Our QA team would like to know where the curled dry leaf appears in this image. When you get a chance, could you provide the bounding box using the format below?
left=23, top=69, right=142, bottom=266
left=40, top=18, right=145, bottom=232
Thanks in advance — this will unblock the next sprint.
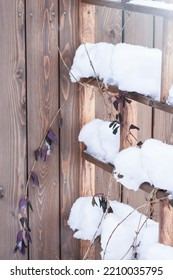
left=31, top=172, right=39, bottom=187
left=46, top=130, right=58, bottom=144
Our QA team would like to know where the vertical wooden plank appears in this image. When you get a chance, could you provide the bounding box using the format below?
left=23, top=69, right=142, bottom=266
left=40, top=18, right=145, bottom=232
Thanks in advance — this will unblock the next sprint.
left=79, top=3, right=97, bottom=259
left=59, top=0, right=79, bottom=259
left=0, top=0, right=27, bottom=260
left=26, top=0, right=60, bottom=259
left=159, top=198, right=173, bottom=247
left=153, top=0, right=173, bottom=221
left=94, top=6, right=122, bottom=259
left=158, top=0, right=173, bottom=246
left=121, top=12, right=153, bottom=214
left=161, top=0, right=173, bottom=102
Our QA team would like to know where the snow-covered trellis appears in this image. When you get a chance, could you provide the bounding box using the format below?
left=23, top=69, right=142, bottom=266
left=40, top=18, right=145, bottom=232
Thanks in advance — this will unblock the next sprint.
left=71, top=0, right=173, bottom=260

** AIM **
Please lay out the listing above as a Markdown table with the columns Row and Text, one numbered row per line, skipping blank lines. Leave the pictures out.

** RESULT **
| Row | Text |
|---|---|
| 1 | Our QA team would like to know where the curled dry leaf appears in this image. When you get a chance, could you provide the bounding box using the format below? |
| 2 | left=23, top=69, right=142, bottom=266 |
| 3 | left=40, top=18, right=145, bottom=232 |
| 4 | Thanks in advance — this will unblock the next sprint. |
| 5 | left=31, top=172, right=39, bottom=187 |
| 6 | left=46, top=130, right=58, bottom=144 |
| 7 | Our QA team would like to know where the vertical wooden plank appears in this image. When you get a chance, could you provide the bounding box using the format below? |
| 8 | left=23, top=69, right=142, bottom=266 |
| 9 | left=40, top=18, right=145, bottom=232 |
| 10 | Thanks in advance — this will unblock the next sprint. |
| 11 | left=79, top=3, right=97, bottom=259 |
| 12 | left=59, top=0, right=79, bottom=259 |
| 13 | left=0, top=0, right=27, bottom=260 |
| 14 | left=26, top=0, right=60, bottom=259 |
| 15 | left=159, top=198, right=173, bottom=247 |
| 16 | left=153, top=0, right=173, bottom=221 |
| 17 | left=94, top=6, right=122, bottom=259 |
| 18 | left=158, top=0, right=173, bottom=246 |
| 19 | left=121, top=12, right=153, bottom=214 |
| 20 | left=161, top=0, right=173, bottom=102 |
| 21 | Our QA team would like to know where the snow-covered trellis appears in this image. When you get a chance, could you provide the bounding box using the format below? |
| 22 | left=23, top=69, right=142, bottom=266 |
| 23 | left=40, top=18, right=145, bottom=232 |
| 24 | Thanks in advance — this will unblock the next sprint. |
| 25 | left=71, top=0, right=173, bottom=260 |